Saved data entries
BEGIN
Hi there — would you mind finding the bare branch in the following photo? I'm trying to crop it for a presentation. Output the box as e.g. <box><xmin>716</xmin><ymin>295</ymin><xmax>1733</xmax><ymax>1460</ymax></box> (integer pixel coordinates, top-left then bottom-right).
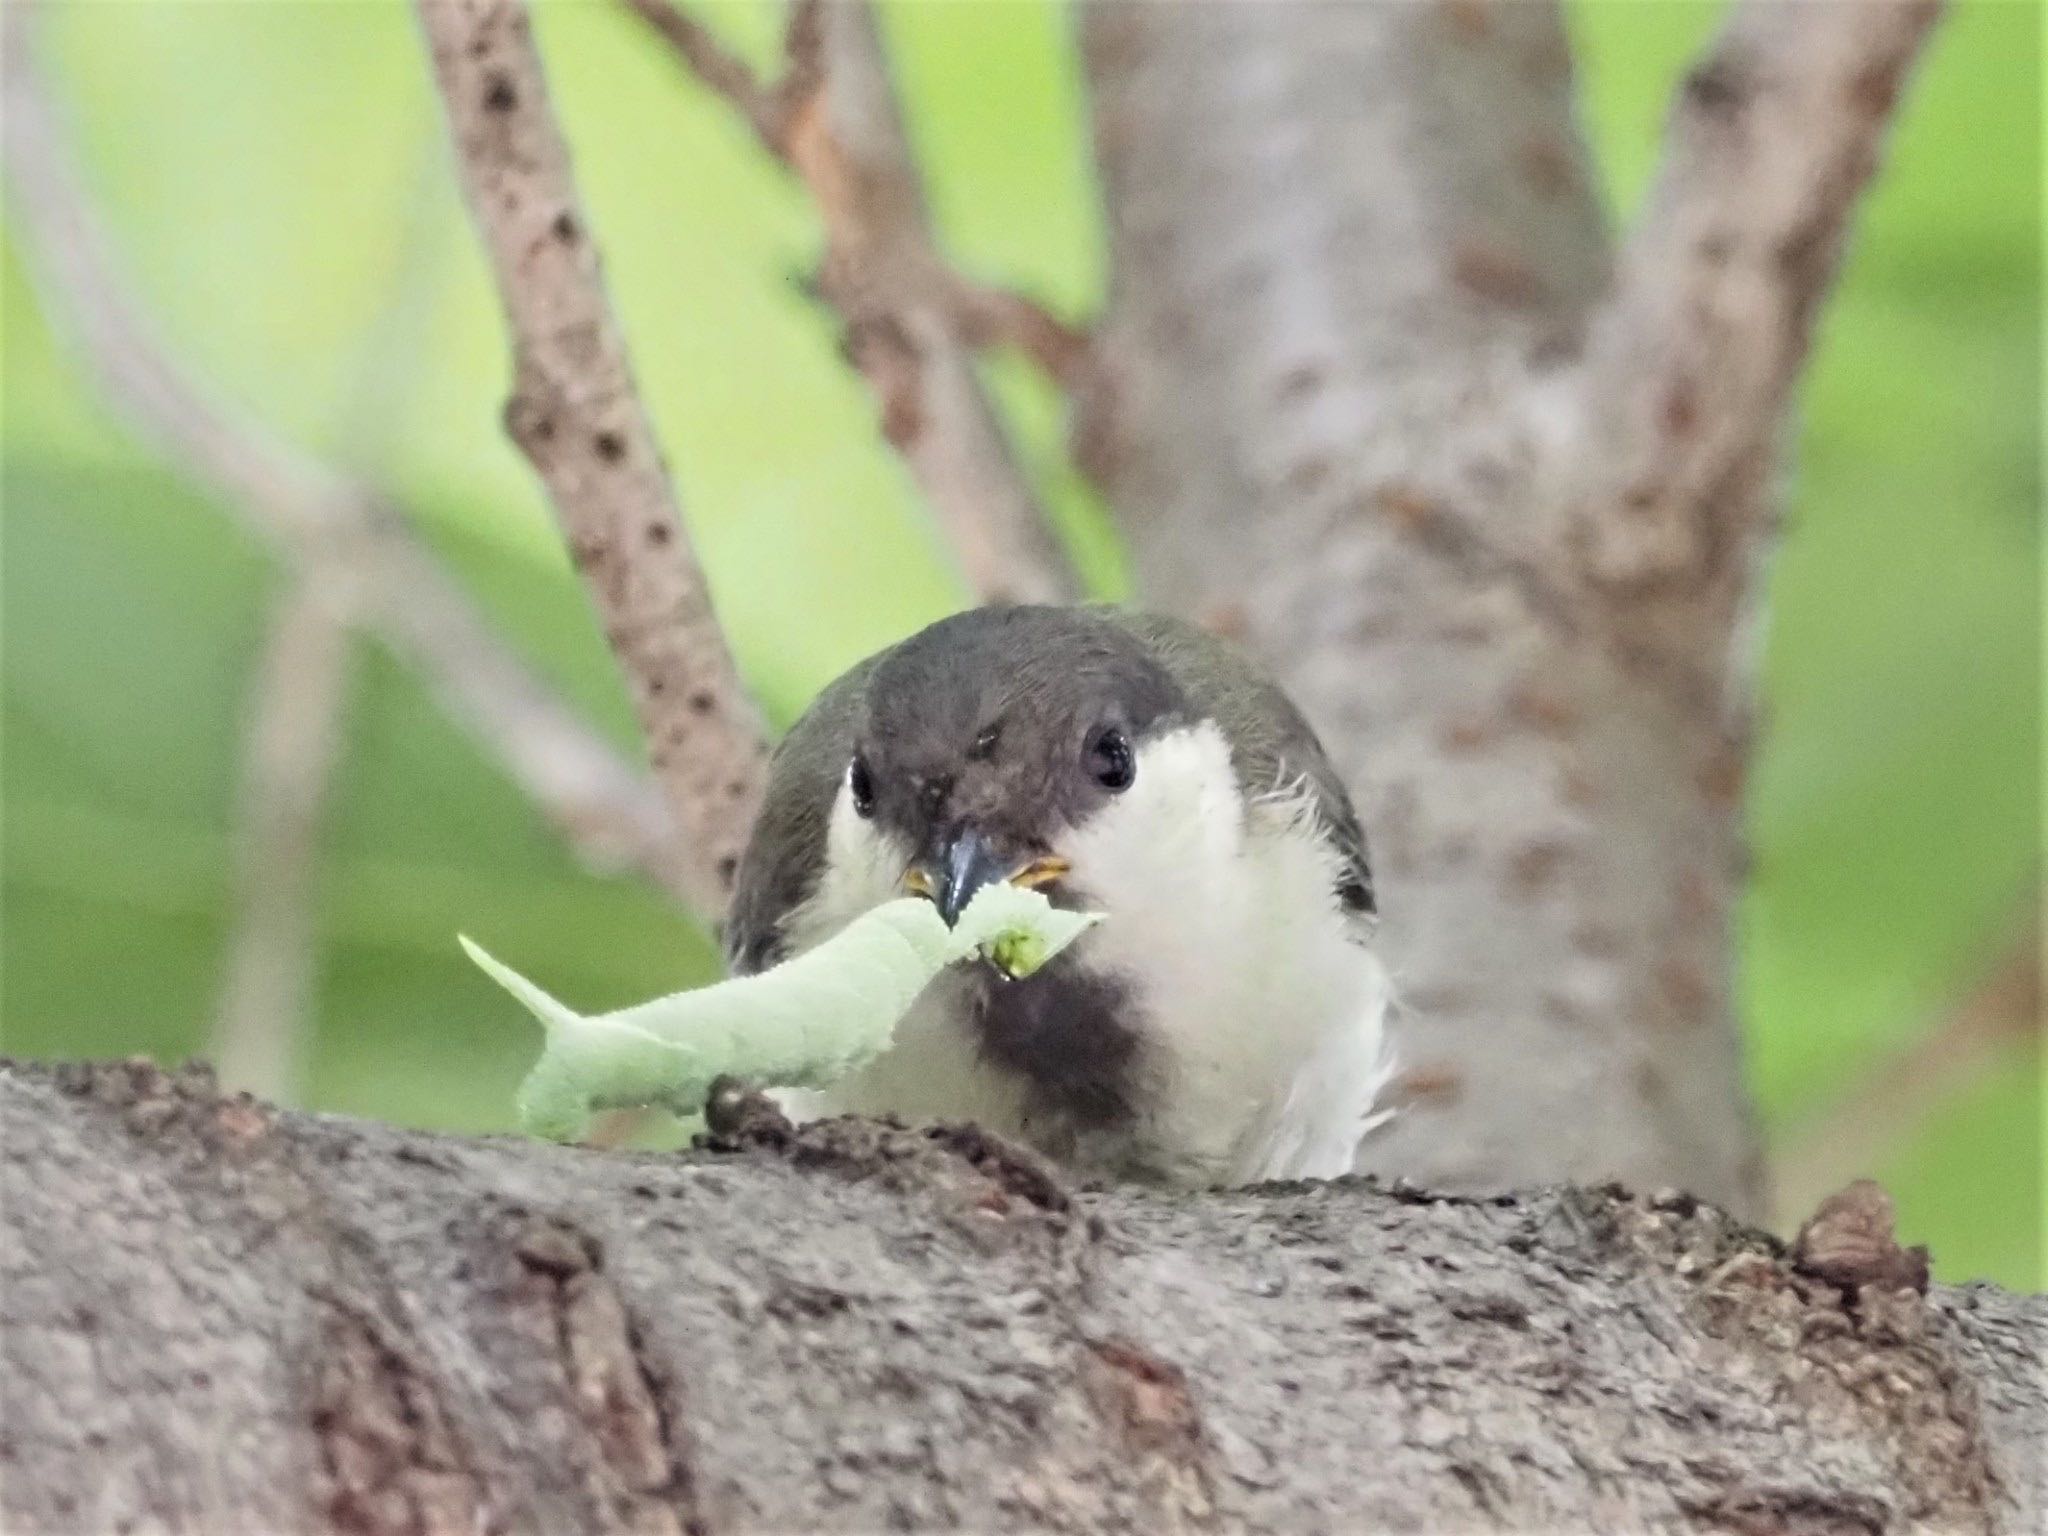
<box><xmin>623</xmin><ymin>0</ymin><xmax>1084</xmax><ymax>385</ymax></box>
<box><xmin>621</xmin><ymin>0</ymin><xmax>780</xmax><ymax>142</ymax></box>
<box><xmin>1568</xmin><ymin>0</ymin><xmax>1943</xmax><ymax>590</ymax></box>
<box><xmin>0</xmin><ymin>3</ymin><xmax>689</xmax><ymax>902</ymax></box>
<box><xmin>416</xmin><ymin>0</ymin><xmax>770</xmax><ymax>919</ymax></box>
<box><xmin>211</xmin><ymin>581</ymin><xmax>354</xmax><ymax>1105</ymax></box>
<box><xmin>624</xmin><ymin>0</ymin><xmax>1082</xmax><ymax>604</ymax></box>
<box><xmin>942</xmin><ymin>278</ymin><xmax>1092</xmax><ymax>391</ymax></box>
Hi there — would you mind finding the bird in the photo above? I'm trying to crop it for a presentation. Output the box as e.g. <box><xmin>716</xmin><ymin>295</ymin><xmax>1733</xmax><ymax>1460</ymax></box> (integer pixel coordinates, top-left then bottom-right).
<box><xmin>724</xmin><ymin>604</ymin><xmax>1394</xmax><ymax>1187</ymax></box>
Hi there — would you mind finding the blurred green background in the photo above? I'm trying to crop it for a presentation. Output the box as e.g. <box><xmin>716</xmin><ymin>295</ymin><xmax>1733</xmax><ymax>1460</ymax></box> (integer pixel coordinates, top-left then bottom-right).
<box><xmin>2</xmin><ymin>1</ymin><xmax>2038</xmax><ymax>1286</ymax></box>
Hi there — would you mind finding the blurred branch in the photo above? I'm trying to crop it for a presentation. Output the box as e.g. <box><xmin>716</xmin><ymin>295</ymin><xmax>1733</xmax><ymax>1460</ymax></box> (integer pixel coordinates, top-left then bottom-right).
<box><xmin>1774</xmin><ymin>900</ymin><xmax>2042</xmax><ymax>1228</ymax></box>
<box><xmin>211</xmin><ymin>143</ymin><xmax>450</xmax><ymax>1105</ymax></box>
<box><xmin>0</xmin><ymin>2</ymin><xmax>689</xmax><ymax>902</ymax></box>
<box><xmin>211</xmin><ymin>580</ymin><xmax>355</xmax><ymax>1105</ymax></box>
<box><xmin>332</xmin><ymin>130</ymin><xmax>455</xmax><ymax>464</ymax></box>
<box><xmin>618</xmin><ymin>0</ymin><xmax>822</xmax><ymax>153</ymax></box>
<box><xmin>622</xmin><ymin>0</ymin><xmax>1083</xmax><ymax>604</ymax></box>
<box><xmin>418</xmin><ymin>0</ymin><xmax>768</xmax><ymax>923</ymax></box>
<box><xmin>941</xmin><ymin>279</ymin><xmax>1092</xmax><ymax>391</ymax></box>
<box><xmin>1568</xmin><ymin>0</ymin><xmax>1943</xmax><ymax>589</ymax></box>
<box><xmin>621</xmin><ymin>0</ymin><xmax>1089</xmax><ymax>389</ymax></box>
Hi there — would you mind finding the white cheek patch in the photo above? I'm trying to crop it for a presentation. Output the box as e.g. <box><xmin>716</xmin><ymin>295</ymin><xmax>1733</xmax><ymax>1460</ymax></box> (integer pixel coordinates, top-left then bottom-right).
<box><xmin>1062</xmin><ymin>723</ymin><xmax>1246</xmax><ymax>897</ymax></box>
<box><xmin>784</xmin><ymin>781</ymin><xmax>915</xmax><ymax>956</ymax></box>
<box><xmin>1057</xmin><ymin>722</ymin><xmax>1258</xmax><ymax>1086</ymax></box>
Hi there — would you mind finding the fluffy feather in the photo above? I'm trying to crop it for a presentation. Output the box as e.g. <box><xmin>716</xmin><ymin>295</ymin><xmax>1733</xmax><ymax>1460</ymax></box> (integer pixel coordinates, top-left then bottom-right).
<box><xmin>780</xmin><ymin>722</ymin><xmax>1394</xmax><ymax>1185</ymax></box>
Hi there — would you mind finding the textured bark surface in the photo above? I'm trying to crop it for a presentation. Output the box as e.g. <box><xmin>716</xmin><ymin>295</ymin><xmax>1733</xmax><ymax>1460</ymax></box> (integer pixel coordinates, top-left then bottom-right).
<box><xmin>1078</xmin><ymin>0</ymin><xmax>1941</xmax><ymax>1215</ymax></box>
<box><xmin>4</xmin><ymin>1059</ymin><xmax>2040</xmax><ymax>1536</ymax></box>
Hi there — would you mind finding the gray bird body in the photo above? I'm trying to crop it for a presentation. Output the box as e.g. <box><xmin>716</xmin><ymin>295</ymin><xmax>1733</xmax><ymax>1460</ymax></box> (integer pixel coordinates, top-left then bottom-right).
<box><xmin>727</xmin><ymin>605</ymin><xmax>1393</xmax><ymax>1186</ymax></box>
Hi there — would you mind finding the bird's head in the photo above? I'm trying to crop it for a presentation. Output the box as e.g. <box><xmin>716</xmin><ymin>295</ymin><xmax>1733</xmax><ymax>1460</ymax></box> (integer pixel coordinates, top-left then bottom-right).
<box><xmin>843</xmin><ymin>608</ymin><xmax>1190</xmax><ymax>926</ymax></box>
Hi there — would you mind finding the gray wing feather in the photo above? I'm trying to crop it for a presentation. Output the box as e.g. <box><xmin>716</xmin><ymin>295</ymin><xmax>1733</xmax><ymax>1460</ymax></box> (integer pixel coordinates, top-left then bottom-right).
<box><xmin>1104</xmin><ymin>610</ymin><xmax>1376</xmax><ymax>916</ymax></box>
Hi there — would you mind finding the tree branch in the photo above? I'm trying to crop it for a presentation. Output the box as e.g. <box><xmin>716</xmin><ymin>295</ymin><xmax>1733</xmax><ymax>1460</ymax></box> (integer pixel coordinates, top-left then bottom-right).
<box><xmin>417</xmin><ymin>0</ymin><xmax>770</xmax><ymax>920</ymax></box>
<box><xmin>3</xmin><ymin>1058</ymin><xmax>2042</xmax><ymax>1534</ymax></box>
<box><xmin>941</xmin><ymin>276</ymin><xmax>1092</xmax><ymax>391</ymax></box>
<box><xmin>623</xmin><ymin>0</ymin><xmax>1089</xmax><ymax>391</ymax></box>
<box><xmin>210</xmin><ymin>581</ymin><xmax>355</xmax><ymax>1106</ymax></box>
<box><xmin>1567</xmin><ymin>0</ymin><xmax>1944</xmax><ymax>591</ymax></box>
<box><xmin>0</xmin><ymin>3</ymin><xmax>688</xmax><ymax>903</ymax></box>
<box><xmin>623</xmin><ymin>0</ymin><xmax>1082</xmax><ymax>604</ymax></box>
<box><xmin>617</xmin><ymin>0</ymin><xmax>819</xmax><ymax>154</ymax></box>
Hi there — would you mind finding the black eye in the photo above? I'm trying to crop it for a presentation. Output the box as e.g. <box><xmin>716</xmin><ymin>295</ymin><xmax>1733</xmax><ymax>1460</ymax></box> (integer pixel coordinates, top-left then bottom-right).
END
• Exercise instructions
Would you set down the entries exactly as given, minus their pictures?

• Output of the exercise
Hi there — would you mind finding the bare branch in the following photo? I'm trying to crop it for a presentation. Output the box as e.g. <box><xmin>716</xmin><ymin>295</ymin><xmax>1733</xmax><ymax>1460</ymax></box> (integer pixel coordinates, top-left then bottom-right).
<box><xmin>623</xmin><ymin>0</ymin><xmax>1084</xmax><ymax>385</ymax></box>
<box><xmin>621</xmin><ymin>0</ymin><xmax>780</xmax><ymax>142</ymax></box>
<box><xmin>1568</xmin><ymin>0</ymin><xmax>1943</xmax><ymax>590</ymax></box>
<box><xmin>0</xmin><ymin>3</ymin><xmax>689</xmax><ymax>902</ymax></box>
<box><xmin>416</xmin><ymin>0</ymin><xmax>770</xmax><ymax>919</ymax></box>
<box><xmin>211</xmin><ymin>581</ymin><xmax>354</xmax><ymax>1105</ymax></box>
<box><xmin>624</xmin><ymin>0</ymin><xmax>1082</xmax><ymax>604</ymax></box>
<box><xmin>942</xmin><ymin>278</ymin><xmax>1092</xmax><ymax>391</ymax></box>
Hi there — would you mind finding the bird in the photo above? I'm trying to crop it for a presentation. Output the box as e.g. <box><xmin>716</xmin><ymin>295</ymin><xmax>1733</xmax><ymax>1460</ymax></box> (integer pixel coordinates, top-left then bottom-right).
<box><xmin>724</xmin><ymin>604</ymin><xmax>1394</xmax><ymax>1187</ymax></box>
Hi there — would you mind finding the blurred green background in the photo above? I'm trying to crop it for a presentation. Output the box as e.g. <box><xmin>716</xmin><ymin>295</ymin><xmax>1733</xmax><ymax>1460</ymax></box> (integer pixel coordinates, top-left then bottom-right).
<box><xmin>2</xmin><ymin>1</ymin><xmax>2038</xmax><ymax>1286</ymax></box>
Hi there — would you mind finding the blurred branch in the photo above? I'm trying to crop it for a presentation. Output the box as e.g. <box><xmin>716</xmin><ymin>295</ymin><xmax>1733</xmax><ymax>1460</ymax></box> (integer pixel coordinates, top-left then bottom-right).
<box><xmin>1774</xmin><ymin>900</ymin><xmax>2042</xmax><ymax>1228</ymax></box>
<box><xmin>211</xmin><ymin>143</ymin><xmax>450</xmax><ymax>1105</ymax></box>
<box><xmin>0</xmin><ymin>2</ymin><xmax>689</xmax><ymax>902</ymax></box>
<box><xmin>211</xmin><ymin>580</ymin><xmax>355</xmax><ymax>1105</ymax></box>
<box><xmin>332</xmin><ymin>130</ymin><xmax>455</xmax><ymax>464</ymax></box>
<box><xmin>618</xmin><ymin>0</ymin><xmax>822</xmax><ymax>153</ymax></box>
<box><xmin>622</xmin><ymin>0</ymin><xmax>1083</xmax><ymax>604</ymax></box>
<box><xmin>418</xmin><ymin>0</ymin><xmax>768</xmax><ymax>923</ymax></box>
<box><xmin>941</xmin><ymin>279</ymin><xmax>1092</xmax><ymax>391</ymax></box>
<box><xmin>1568</xmin><ymin>0</ymin><xmax>1943</xmax><ymax>589</ymax></box>
<box><xmin>621</xmin><ymin>0</ymin><xmax>1089</xmax><ymax>389</ymax></box>
Hi there — would you mind finding the white cheek patch in the photo above? I'm trying to crop it for a presentation. Output the box as e.g. <box><xmin>716</xmin><ymin>295</ymin><xmax>1733</xmax><ymax>1460</ymax></box> (integer pixel coordinates, top-left then bottom-right).
<box><xmin>1062</xmin><ymin>723</ymin><xmax>1246</xmax><ymax>897</ymax></box>
<box><xmin>784</xmin><ymin>781</ymin><xmax>915</xmax><ymax>956</ymax></box>
<box><xmin>1057</xmin><ymin>722</ymin><xmax>1258</xmax><ymax>1086</ymax></box>
Hi there — would you mind finding the fluffy feather in the photo above? I'm trying to crop it for a presentation. Output the box as e.g. <box><xmin>716</xmin><ymin>295</ymin><xmax>1733</xmax><ymax>1460</ymax></box> (integer pixel coordinates, top-left then bottom-right).
<box><xmin>780</xmin><ymin>722</ymin><xmax>1394</xmax><ymax>1185</ymax></box>
Hi there — would you mind finding the textured bark surface in the photo above? I'm trying to crop it for a presentation. Output the box as e.g. <box><xmin>716</xmin><ymin>295</ymin><xmax>1733</xmax><ymax>1460</ymax></box> (integer pixel coordinates, top-left then bottom-right).
<box><xmin>1078</xmin><ymin>0</ymin><xmax>1941</xmax><ymax>1215</ymax></box>
<box><xmin>4</xmin><ymin>1059</ymin><xmax>2040</xmax><ymax>1536</ymax></box>
Hi there — would you mind finding the gray bird body in the photo above? I'm trying to crop it for a presentation. Output the box as e.g. <box><xmin>716</xmin><ymin>295</ymin><xmax>1733</xmax><ymax>1460</ymax></box> (integer pixel coordinates, top-left then bottom-right).
<box><xmin>727</xmin><ymin>605</ymin><xmax>1393</xmax><ymax>1186</ymax></box>
Hi there — would you mind finding the bird's head in the photo above? I'm trying to crop it for a presentation. Output the box as e.g. <box><xmin>716</xmin><ymin>295</ymin><xmax>1733</xmax><ymax>1460</ymax></box> (integer pixel coordinates, top-left then bottom-right).
<box><xmin>843</xmin><ymin>608</ymin><xmax>1190</xmax><ymax>926</ymax></box>
Hi there — would you mind finding the gray wing feather in the photo above? I'm trying to crop it for a presentation. Output the box as e.g. <box><xmin>716</xmin><ymin>295</ymin><xmax>1733</xmax><ymax>1460</ymax></box> (integer pixel coordinates, top-left then bottom-right).
<box><xmin>1104</xmin><ymin>610</ymin><xmax>1376</xmax><ymax>916</ymax></box>
Hi there — would you mind finding the tree branch in the photo above? I'm trying to crop it for a presentation. Output the box as e.g. <box><xmin>716</xmin><ymin>295</ymin><xmax>1733</xmax><ymax>1460</ymax></box> (integer pixel coordinates, top-left then bottom-right).
<box><xmin>417</xmin><ymin>0</ymin><xmax>770</xmax><ymax>920</ymax></box>
<box><xmin>3</xmin><ymin>1058</ymin><xmax>2042</xmax><ymax>1534</ymax></box>
<box><xmin>941</xmin><ymin>276</ymin><xmax>1092</xmax><ymax>391</ymax></box>
<box><xmin>623</xmin><ymin>0</ymin><xmax>1089</xmax><ymax>391</ymax></box>
<box><xmin>210</xmin><ymin>581</ymin><xmax>355</xmax><ymax>1106</ymax></box>
<box><xmin>1567</xmin><ymin>0</ymin><xmax>1944</xmax><ymax>591</ymax></box>
<box><xmin>0</xmin><ymin>3</ymin><xmax>688</xmax><ymax>903</ymax></box>
<box><xmin>623</xmin><ymin>0</ymin><xmax>1082</xmax><ymax>604</ymax></box>
<box><xmin>617</xmin><ymin>0</ymin><xmax>819</xmax><ymax>154</ymax></box>
Hi there — would you mind finding the black eye in the photo above? I'm trying to crop it for a presentation. Output the box as e.g. <box><xmin>716</xmin><ymin>295</ymin><xmax>1733</xmax><ymax>1460</ymax></box> (integer pixel coordinates, top-left then bottom-right).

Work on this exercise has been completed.